▶ [Task list]:
A. Judge whether each statement below agrees with the CES article. For each, answer yes or no and quote the article's words that settle it. (i) Ford's CEO promised to turn the automaker into a mobility company. (ii) Chariot is a start-up based in Detroit. (iii) The Mercedes delivery vehicle carried three roof-mounted drones.
B. Write out the part of the CES article that starts with "A wealth of" and goes on through "to the doorstep.".
C. Carry the CES article forward from its last sentence.

▶ [Text segment]:
-*-*-

John Hotta, a director in the healthcare space and NACD Board Leadership Fellow, was also on hand at CES. “Innovations in voice-activated technology also have huge implications for products, services, and the nature of work, as smart speakerphones or personal assistants such as Google Home or Amazon Dot replace direct user interface with a computer,” Hotta said.

Computer, You Can Drive My Car

CES exhibitors demonstrated the growing sophistication of autonomous vehicle technology. Last year Ford Motor Company CEO Mark Fields promised to turn the automaker from a car company to a mobility company. That strategy was on full display as Ford partnered with San Francisco-based start-up Chariot to show off one of its autonomous mini-buses, which Ford hopes will “reinvent mass transit for commuters, companies, and fun-seekers with reliable and affordable service.”

Cloud

A wealth of connected, autonomous vehicles were on display.

Autonomous vehicles also buzzed high above the heads of CES attendees. As drone technology continues to evolve for both commercial and industrial use, autonomous vehicle technology is being applied to those vehicles as well. In a convergence of these trends, Mercedes exhibited a fully autonomous delivery vehicle, equipped with two roof-mounted drones that facilitate package delivery from the van to the doorstep.

-*-*-

▶ [Dataset content]:
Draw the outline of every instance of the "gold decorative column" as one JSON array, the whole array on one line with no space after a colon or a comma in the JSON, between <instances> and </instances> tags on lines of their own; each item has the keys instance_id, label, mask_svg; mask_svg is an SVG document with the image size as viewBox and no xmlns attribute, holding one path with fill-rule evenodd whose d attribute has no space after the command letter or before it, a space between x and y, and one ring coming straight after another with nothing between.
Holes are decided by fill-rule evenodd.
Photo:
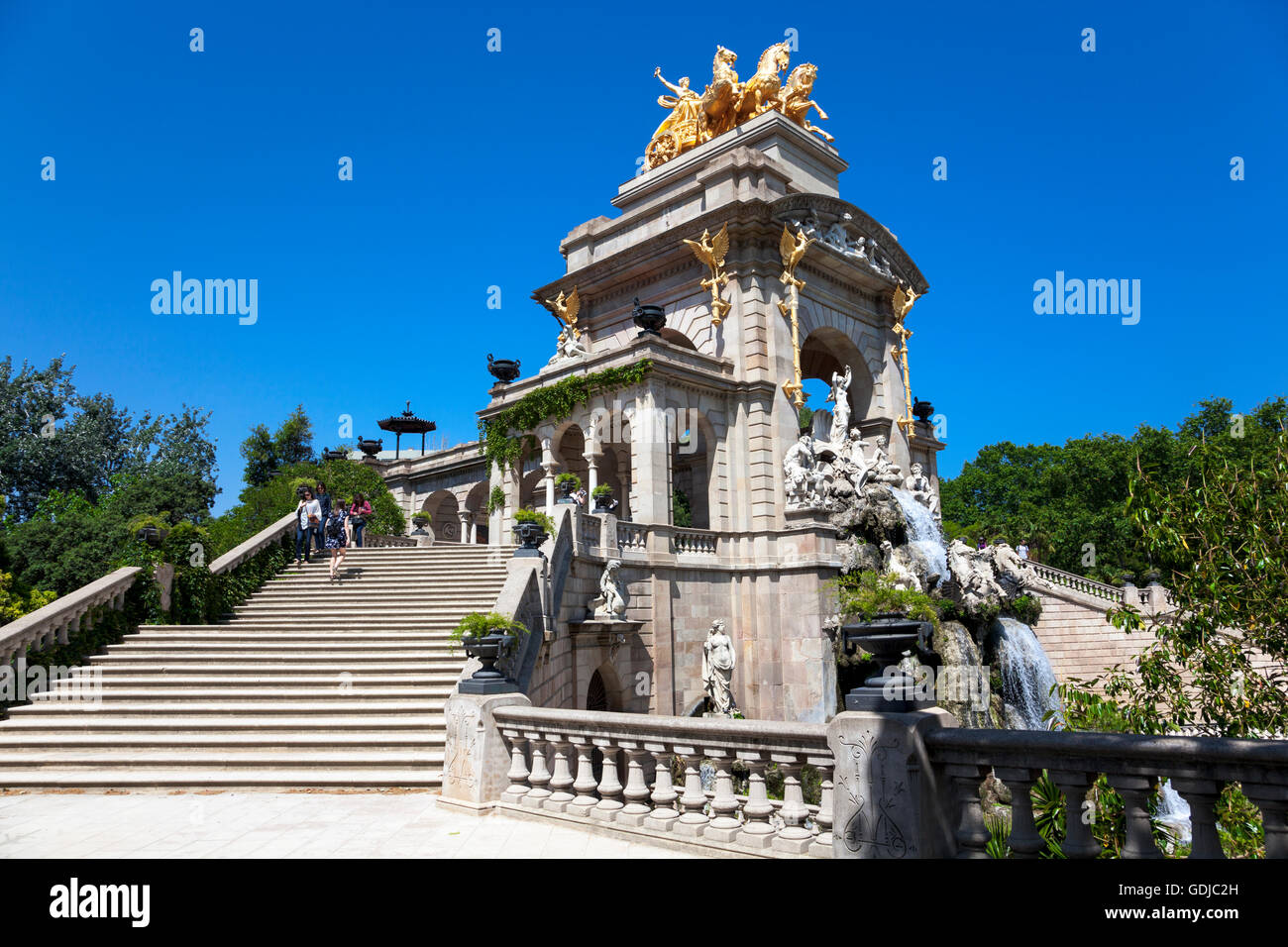
<instances>
[{"instance_id":1,"label":"gold decorative column","mask_svg":"<svg viewBox=\"0 0 1288 947\"><path fill-rule=\"evenodd\" d=\"M912 380L908 378L908 339L912 338L912 330L905 327L903 321L916 301L917 294L912 291L911 286L908 289L903 286L894 287L890 308L894 309L894 334L899 339L899 344L890 348L890 354L903 366L904 416L896 424L905 437L913 430L912 425L914 420L912 417Z\"/></svg>"},{"instance_id":2,"label":"gold decorative column","mask_svg":"<svg viewBox=\"0 0 1288 947\"><path fill-rule=\"evenodd\" d=\"M804 387L801 385L801 336L800 336L800 291L805 289L805 281L796 278L796 264L801 262L805 250L814 242L813 237L806 237L799 229L792 237L783 224L783 236L778 241L778 253L783 258L783 274L778 277L787 287L787 301L778 304L778 311L792 321L792 379L783 383L783 392L787 394L796 410L805 406Z\"/></svg>"}]
</instances>

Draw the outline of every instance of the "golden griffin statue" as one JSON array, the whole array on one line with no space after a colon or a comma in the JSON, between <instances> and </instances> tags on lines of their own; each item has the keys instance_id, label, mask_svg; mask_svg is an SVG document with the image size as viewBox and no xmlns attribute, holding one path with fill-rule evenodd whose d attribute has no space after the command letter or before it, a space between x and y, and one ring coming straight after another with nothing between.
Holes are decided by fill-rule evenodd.
<instances>
[{"instance_id":1,"label":"golden griffin statue","mask_svg":"<svg viewBox=\"0 0 1288 947\"><path fill-rule=\"evenodd\" d=\"M702 231L699 240L685 240L684 242L711 272L711 276L703 280L701 286L711 291L711 325L719 326L733 305L720 298L720 287L729 282L730 276L735 276L724 268L724 258L729 253L729 224L721 227L715 237L711 237L707 231Z\"/></svg>"},{"instance_id":2,"label":"golden griffin statue","mask_svg":"<svg viewBox=\"0 0 1288 947\"><path fill-rule=\"evenodd\" d=\"M829 134L811 125L806 117L813 108L819 119L827 119L827 113L810 98L818 76L818 70L811 63L802 63L792 70L784 85L782 73L788 66L786 43L775 43L766 49L756 64L755 75L746 82L738 81L738 73L733 68L735 62L737 53L717 46L711 63L711 84L701 95L689 88L688 76L681 77L679 85L672 85L662 79L661 67L653 70L653 75L672 94L659 95L657 99L671 113L657 126L644 151L649 167L663 165L676 155L769 111L782 112L806 131L815 131L828 142L832 140Z\"/></svg>"}]
</instances>

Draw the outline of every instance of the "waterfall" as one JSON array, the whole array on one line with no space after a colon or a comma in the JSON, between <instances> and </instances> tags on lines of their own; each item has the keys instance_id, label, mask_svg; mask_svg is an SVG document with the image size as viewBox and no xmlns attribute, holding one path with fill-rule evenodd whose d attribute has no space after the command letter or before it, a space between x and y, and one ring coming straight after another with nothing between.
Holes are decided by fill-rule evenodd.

-*-*-

▶ [Replies]:
A.
(i) Yes: "Last year Ford Motor Company CEO Mark Fields promised to turn the automaker from a car company to a mobility company."
(ii) No: "San Francisco-based start-up Chariot"
(iii) No: "equipped with two roof-mounted drones"

B.
A wealth of connected, autonomous vehicles were on display.

Autonomous vehicles also buzzed high above the heads of CES attendees. As drone technology continues to evolve for both commercial and industrial use, autonomous vehicle technology is being applied to those vehicles as well. In a convergence of these trends, Mercedes exhibited a fully autonomous delivery vehicle, equipped with two roof-mounted drones that facilitate package delivery from the van to the doorstep.

C.
Another trend emerged at CES: the use of autonomous vehicles as a tool for vehicle safety. Thanks to the convergence of AI and the Internet of Things (IoT), vehicle-to-vehicle technology has enabled cars talk to their passengers and to other vehicles on the road. As attendees at the 2016 NACD Global Board Leaders’ Summit may remember, Chris Gerdes, head of innovation at the Department of the Transportation (DOT), discussed how DOT is piloting this technology in cities across the U.S. to slash traffic fatalities, and nearly every major automaker is now getting in on the act. Hyundai and Cisco announced a partnership to leverage IoT technology to improve safety and improve congestion by connecting vehicles to municipal infrastructure.

Governance Implications

Collaboration is Key

Logos

Consumer products and technology companies are forging essential partnerships.

As technology becomes more ubiquitous and innovation becomes decentralized, companies are realizing they can’t go it alone. Consumer products companies are linking up with leading technology companies to build resilience to innovation. In addition to the proliferation of Alexa-linked products, Honda Motor Co. has teamed up with VISA to enable vehicle-based mobile payment systems that allow passengers to conduct transactions without leaving their cars. Apparel companies like Tory Burch and Fossil—companies that seem more at home at New York Fashion Week than at CES—also had large booths touting their new lines of wearables. And finally, in-house labs at big brands like Whirlpool are partnering with crowd-funding platforms like IndieGogo to launch new products. Like the auto companies profiled above, this is another example of convergence that directors would be wise to anticipate.

Private Eyes Are Watching You

The act of welcoming devices into our workplaces and homes that listen and watch our every move could revolutionize the way we live and work—and opens us to unprecedented privacy and security concerns. Coupled with a proliferation of smart products aimed specifically at tweens and children, smart devices present a whole host of liability issues that technology, legal, and regulatory experts are just starting to grapple with.

Amazon’s Alexa and Mattel have already made news for the unintended consequences of giving children access to this kind of technology. Additionally, U.S. courts are grappling with the legal implications of using recordings from these devices as evidence. One such case pits Amazon against prosecutors in who believe that data from an Amazon Echo might be key in solving a murder case.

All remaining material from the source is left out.